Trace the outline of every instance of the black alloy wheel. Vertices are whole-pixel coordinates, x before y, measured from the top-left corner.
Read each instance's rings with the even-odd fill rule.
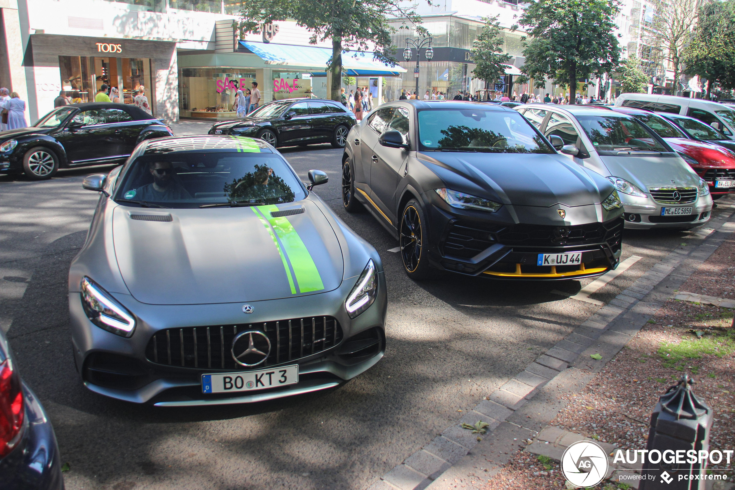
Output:
[[[355,181],[349,159],[342,163],[342,204],[347,212],[355,212],[362,208],[360,202],[355,198]]]
[[[51,179],[58,170],[56,154],[44,146],[31,148],[23,157],[23,171],[31,180]]]
[[[347,144],[347,133],[350,131],[343,126],[338,126],[334,130],[334,137],[331,140],[332,148],[345,148]]]
[[[424,237],[426,236],[423,211],[415,199],[412,199],[404,208],[401,217],[401,258],[409,277],[426,279],[431,275],[429,261],[424,256]]]
[[[270,129],[266,129],[261,132],[260,134],[258,135],[258,137],[273,148],[278,146],[278,137],[276,136],[276,133]]]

● ● ● ● ●

• BRIEF:
Please reproduce the listing above character for character, leaving out the pictures.

• EXERCISE ANSWER:
Trace the outline of every instance of the black alloy wheel. Vertices are whole-pixel coordinates, x before y, measured from the top-left corner.
Read each instance's rings with the even-odd fill rule.
Output:
[[[355,181],[349,159],[342,163],[342,204],[347,212],[355,212],[362,208],[360,202],[355,198]]]
[[[51,179],[58,170],[56,154],[44,146],[31,148],[23,157],[23,171],[31,180]]]
[[[347,144],[347,133],[350,131],[343,126],[338,126],[334,130],[334,137],[331,140],[332,148],[345,148]]]
[[[424,237],[426,236],[423,211],[415,199],[412,199],[404,208],[401,217],[401,258],[409,277],[426,279],[431,275],[429,261],[424,256]]]
[[[270,129],[266,129],[261,132],[260,134],[258,135],[258,137],[273,148],[278,146],[278,137],[276,136],[276,133]]]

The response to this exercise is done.